● **PROVIDED MATERIAL**:
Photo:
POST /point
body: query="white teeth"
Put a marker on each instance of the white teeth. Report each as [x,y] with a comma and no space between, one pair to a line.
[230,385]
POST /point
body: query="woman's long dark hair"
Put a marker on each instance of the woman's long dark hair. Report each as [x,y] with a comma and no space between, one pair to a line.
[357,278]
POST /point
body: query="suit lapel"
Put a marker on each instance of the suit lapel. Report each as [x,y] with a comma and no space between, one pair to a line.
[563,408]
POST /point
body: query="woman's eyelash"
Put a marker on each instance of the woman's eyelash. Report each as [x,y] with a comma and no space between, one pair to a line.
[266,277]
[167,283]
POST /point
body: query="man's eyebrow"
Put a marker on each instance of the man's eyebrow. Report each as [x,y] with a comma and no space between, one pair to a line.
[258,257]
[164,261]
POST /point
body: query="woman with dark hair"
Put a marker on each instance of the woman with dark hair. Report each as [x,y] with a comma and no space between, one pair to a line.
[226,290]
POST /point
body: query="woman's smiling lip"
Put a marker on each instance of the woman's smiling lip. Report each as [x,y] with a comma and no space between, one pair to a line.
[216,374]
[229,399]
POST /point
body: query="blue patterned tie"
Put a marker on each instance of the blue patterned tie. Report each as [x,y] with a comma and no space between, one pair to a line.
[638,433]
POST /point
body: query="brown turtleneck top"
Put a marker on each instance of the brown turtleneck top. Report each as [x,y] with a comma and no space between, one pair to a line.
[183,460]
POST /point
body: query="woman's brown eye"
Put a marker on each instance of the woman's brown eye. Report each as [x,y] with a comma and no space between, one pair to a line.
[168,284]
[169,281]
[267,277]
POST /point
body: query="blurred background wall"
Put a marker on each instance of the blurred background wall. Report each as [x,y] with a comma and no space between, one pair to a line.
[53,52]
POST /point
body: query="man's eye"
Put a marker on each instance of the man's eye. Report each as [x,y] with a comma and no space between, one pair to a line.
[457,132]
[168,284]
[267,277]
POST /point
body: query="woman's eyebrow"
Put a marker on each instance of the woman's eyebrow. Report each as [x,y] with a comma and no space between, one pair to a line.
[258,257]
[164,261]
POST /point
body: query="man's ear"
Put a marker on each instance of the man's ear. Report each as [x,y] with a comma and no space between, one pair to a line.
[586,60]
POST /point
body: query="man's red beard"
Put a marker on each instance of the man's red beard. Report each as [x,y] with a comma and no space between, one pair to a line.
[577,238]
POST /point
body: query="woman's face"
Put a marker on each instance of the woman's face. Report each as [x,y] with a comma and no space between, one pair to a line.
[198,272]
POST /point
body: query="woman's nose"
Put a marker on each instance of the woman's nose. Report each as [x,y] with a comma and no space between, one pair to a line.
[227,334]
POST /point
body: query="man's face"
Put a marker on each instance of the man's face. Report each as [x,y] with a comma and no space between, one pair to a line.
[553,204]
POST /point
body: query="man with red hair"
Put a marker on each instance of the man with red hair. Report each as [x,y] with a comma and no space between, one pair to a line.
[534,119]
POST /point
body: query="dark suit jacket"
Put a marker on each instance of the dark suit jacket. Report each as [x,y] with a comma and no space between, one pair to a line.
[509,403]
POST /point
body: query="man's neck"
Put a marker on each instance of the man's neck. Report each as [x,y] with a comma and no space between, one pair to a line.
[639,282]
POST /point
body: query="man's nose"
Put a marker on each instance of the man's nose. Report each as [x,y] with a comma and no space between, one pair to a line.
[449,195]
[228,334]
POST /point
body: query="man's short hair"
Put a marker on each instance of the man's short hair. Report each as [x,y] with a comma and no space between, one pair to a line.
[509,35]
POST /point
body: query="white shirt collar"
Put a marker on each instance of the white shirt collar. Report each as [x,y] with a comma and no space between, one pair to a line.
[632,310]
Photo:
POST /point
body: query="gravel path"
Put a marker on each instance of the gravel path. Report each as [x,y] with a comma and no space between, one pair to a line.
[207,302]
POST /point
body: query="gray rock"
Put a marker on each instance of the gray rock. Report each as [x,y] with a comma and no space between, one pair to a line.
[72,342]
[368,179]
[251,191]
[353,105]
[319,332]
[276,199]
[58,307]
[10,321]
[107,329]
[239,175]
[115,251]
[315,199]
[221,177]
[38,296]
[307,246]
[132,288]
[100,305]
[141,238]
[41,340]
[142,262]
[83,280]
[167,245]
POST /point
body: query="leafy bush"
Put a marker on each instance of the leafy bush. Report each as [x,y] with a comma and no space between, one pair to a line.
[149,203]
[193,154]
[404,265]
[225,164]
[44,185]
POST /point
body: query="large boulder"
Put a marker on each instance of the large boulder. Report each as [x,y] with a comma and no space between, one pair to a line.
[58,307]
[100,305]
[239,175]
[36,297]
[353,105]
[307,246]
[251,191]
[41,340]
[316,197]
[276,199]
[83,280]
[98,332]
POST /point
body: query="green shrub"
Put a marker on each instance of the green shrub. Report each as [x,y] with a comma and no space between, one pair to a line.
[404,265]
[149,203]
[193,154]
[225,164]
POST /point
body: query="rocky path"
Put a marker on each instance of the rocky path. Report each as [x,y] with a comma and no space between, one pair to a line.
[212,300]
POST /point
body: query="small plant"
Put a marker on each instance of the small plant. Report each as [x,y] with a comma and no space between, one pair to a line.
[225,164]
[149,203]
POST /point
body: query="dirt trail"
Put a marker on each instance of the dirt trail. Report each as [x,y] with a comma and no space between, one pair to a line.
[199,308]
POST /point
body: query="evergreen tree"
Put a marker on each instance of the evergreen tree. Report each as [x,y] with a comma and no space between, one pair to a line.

● **PROBLEM TO WORK ON**:
Pull out every line in the data above that contains the word "boulder", copying each one in full.

● **SOLVED PROBLEM**:
body: query="large boulder"
Put a marker on each instance of the large boulder. Report each as [x,y] with a comma and no space between, one pair to a line.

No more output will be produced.